=== TO BE DONE ===
In the entries from the line with "Your task is to find illuminated" to the line with "[891,561,919,677]", swap "railing post" for "fence post" and leave everything else as it is. Write out only those lines.

---- SUPPLIED ENTRIES

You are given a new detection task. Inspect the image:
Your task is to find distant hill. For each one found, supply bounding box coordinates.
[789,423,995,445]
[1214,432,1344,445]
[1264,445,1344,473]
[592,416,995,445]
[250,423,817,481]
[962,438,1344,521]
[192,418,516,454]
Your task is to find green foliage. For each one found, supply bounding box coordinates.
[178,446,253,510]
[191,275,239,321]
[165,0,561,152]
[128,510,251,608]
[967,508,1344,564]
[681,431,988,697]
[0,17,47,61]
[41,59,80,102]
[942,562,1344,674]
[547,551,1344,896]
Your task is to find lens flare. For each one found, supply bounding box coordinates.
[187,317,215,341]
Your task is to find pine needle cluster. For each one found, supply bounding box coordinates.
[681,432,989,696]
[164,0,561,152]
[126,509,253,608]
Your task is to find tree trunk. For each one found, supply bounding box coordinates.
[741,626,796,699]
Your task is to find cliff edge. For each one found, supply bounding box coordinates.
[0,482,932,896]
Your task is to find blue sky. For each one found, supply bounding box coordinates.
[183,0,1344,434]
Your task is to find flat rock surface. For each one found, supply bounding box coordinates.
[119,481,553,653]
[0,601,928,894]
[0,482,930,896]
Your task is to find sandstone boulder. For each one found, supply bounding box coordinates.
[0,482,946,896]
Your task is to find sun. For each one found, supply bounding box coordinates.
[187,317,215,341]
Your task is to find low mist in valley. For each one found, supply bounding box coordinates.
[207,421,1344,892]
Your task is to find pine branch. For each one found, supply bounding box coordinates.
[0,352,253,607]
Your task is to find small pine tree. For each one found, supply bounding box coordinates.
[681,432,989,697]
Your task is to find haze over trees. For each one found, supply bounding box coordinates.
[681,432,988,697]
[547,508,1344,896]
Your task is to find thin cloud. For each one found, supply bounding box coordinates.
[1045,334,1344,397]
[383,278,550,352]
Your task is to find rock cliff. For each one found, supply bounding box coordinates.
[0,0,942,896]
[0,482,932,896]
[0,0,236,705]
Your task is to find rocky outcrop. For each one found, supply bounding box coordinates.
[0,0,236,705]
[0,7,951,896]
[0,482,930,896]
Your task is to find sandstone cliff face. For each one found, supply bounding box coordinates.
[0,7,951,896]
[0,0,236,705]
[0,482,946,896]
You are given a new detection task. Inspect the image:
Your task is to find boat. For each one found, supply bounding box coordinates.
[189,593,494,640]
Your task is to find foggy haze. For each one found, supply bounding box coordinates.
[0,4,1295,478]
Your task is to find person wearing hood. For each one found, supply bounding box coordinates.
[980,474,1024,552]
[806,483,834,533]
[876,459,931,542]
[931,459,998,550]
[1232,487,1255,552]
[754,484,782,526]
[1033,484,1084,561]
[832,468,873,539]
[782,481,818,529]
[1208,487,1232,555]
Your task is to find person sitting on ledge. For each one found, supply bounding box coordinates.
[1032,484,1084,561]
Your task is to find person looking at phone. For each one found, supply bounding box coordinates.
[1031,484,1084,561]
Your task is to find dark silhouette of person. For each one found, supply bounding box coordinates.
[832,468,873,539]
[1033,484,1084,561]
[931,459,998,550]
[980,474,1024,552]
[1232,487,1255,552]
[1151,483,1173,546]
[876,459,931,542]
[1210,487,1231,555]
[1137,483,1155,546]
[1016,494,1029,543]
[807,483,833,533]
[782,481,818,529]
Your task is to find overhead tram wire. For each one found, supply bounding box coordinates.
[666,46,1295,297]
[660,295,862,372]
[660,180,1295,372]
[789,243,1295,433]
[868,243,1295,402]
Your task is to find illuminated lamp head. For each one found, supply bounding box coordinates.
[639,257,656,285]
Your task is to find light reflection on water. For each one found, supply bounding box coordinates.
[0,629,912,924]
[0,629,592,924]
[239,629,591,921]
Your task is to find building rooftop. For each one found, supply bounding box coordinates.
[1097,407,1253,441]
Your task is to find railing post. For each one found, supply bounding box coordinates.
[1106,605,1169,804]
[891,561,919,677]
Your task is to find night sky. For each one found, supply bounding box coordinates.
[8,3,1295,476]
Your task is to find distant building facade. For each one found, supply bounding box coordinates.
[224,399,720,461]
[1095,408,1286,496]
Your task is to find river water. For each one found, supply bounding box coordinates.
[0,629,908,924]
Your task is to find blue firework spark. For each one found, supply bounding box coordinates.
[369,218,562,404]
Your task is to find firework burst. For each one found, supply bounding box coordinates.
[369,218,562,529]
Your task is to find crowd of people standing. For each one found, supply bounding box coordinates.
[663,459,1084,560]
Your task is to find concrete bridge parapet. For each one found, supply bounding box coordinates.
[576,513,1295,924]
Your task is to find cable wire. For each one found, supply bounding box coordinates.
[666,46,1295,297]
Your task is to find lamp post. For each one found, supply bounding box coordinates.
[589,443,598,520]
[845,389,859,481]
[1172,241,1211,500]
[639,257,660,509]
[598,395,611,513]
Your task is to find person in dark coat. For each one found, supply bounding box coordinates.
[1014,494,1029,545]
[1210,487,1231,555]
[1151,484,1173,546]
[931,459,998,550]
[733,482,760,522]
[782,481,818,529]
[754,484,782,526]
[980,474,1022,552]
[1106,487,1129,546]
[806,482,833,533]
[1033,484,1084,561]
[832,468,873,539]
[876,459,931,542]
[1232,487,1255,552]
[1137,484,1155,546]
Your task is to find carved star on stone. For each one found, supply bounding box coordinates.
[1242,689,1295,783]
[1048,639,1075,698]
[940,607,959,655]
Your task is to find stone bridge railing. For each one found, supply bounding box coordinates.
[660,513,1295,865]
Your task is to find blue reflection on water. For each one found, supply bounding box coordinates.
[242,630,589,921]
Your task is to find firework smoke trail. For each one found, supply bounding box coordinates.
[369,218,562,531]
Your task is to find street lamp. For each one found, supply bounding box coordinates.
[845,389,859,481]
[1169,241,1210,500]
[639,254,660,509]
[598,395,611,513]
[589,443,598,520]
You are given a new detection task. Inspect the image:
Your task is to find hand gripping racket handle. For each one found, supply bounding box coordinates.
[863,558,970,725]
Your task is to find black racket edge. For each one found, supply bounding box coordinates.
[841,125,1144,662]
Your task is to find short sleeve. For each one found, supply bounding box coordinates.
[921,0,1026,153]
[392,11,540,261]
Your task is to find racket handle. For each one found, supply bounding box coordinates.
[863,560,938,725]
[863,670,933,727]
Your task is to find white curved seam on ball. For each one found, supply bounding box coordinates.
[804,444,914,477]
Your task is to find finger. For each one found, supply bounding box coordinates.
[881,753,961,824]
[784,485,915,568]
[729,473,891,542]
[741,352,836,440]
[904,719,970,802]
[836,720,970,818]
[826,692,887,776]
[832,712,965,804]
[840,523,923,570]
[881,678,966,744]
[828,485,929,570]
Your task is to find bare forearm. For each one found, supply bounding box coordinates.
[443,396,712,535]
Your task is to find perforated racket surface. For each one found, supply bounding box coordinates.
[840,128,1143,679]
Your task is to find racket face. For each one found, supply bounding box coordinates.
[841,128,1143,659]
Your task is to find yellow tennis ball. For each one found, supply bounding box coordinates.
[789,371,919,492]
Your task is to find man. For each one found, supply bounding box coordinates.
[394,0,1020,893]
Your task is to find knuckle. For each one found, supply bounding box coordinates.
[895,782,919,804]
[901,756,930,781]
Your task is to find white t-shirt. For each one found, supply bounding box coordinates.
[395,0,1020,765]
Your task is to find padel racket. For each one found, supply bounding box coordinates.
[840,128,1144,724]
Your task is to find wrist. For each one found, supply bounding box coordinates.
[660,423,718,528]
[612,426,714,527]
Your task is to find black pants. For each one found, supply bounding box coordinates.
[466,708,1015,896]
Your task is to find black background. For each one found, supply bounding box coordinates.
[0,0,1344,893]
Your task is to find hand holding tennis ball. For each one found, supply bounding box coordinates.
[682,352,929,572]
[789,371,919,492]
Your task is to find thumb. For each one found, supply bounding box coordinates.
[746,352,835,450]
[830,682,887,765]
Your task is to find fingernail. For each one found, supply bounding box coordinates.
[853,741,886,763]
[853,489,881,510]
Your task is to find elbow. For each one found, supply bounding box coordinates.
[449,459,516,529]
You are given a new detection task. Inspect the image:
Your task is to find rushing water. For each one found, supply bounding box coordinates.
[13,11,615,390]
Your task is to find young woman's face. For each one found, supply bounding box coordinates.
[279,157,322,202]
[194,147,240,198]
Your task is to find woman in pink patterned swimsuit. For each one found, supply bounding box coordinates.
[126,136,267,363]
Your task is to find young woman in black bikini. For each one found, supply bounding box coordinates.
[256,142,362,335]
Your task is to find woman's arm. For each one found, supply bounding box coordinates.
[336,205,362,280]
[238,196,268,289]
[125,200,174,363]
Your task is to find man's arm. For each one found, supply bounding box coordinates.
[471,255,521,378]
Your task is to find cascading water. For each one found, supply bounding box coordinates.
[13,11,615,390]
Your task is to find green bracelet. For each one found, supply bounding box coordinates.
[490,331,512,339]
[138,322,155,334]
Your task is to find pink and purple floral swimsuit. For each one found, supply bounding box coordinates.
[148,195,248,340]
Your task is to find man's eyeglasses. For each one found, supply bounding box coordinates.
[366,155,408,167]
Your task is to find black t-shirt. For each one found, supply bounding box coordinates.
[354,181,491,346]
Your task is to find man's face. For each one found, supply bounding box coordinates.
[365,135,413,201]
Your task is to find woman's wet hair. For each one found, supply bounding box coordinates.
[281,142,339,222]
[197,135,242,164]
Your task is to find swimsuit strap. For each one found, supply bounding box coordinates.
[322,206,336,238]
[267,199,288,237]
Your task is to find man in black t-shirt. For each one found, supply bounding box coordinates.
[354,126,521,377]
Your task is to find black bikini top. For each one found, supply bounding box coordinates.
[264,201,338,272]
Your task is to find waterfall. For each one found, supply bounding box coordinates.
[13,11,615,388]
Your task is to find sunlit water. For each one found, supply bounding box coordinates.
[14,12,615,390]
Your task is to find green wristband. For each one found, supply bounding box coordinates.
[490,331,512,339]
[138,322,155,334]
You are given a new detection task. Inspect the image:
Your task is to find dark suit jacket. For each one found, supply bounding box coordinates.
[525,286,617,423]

--------

=== RESPONSE ===
Your task is to find illuminated lamp head. For each one found, supply bounding box coordinates.
[639,257,656,285]
Your task is to find light reflection on water. For each one found, supply bounding box coordinates.
[0,629,912,924]
[0,629,592,924]
[239,629,591,921]
Your task is to find building rooftop. For each one found, supply bounding box coordinates.
[1097,407,1253,441]
Your task is to find fence post. For each one found, supply bounding box coordinates.
[1106,605,1169,804]
[891,561,919,677]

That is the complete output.